(Exercise prompt): Reproduce the rows below, switching every occurrence of "innermost" to "central" and leaving all other text unchanged.

(Records for the task):
------------

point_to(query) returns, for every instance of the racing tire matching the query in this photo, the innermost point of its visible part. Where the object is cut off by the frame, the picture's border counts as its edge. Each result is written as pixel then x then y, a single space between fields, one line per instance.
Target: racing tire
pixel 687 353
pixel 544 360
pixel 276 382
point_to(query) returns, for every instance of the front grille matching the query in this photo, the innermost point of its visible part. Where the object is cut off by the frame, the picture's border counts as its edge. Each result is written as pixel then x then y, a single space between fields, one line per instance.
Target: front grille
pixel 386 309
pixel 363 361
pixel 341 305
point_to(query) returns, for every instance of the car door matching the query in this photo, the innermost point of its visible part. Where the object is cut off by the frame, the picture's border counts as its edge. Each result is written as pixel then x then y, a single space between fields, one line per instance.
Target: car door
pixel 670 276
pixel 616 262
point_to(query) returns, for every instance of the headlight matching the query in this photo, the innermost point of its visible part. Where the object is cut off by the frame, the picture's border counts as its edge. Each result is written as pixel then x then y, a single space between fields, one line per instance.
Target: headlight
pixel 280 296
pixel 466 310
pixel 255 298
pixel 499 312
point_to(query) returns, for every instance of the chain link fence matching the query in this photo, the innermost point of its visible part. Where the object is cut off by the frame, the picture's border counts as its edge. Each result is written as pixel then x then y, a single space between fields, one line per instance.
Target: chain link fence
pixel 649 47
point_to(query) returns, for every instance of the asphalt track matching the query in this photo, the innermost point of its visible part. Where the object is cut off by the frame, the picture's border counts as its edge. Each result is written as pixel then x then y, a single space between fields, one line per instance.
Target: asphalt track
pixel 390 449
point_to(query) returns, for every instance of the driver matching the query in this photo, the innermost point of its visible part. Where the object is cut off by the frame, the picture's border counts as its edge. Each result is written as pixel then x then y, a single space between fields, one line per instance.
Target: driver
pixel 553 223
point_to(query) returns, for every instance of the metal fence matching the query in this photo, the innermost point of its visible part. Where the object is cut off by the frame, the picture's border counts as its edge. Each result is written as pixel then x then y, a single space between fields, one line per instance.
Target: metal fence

------------

(Output):
point_to(query) returns, for every instance of the racing tire matching the query in this photo, the central point of its visible part. Where the object is cut off by the frame, the picture's border counts as its edge. Each result is written as pixel then x then y, a single space between fields, one line per instance.
Target: racing tire
pixel 687 353
pixel 544 360
pixel 276 382
point_to(query) returns, for every instance of the front grille matching the query in this photo, the central point of its visible part. Where the object is cut off by the frame, the picture's border counts as its edge. Each result is written as pixel then x then y, a single space between fields, one line per instance.
Target: front grille
pixel 386 309
pixel 363 361
pixel 341 305
point_to(query) returns, for every instance of the car door matching the query in this photo, the central point of its visible part. Where the object is cut off by the frame, the picture's border counts as its edge. Each result is written as pixel then x then y, a single space between fields, one line per instance.
Target: car door
pixel 670 276
pixel 616 262
point_to(query) returns, for every instance of the headlight matching the query in this photo, the central point of its visible part. Where the object is cut off by the frame, the picture's border counts as its edge. Each result is written as pixel then x then y, a single space between fields, one line per instance.
Target: headlight
pixel 280 296
pixel 466 310
pixel 255 298
pixel 499 312
point_to(query) returns, for every instance of the chain link fence matching the query in this photo, the central point of its visible part. Where the object is cut off by the frame, the picture's border counts as its edge. Each result is written as pixel then x then y, a single space between fields, one line per instance.
Target: chain link fence
pixel 649 47
point_to(query) returns, for every instance of the asphalt track matching the query in this photo, the central point of its visible part. Where the object is cut off by the frame, the picture's border counts as its edge. Each result is written as pixel then x then y, a single space between fields, one line per instance.
Target: asphalt track
pixel 390 449
point_to(query) returns, for every instance of the driver matching the query in this photo, the central point of its visible part. Where the object is cut off by the frame, the picture's border counts as its edge. Each result is written as pixel then x then y, a single space between fields, one line per instance.
Target: driver
pixel 553 223
point_to(query) returns, for every instance of the metal fence matching the query in this photo, the central point of its visible part. Where the object is cut off by the frame, the picture's border counts as its edge. Each result is written as pixel then x then y, a single space between fields, one line per instance.
Target: metal fence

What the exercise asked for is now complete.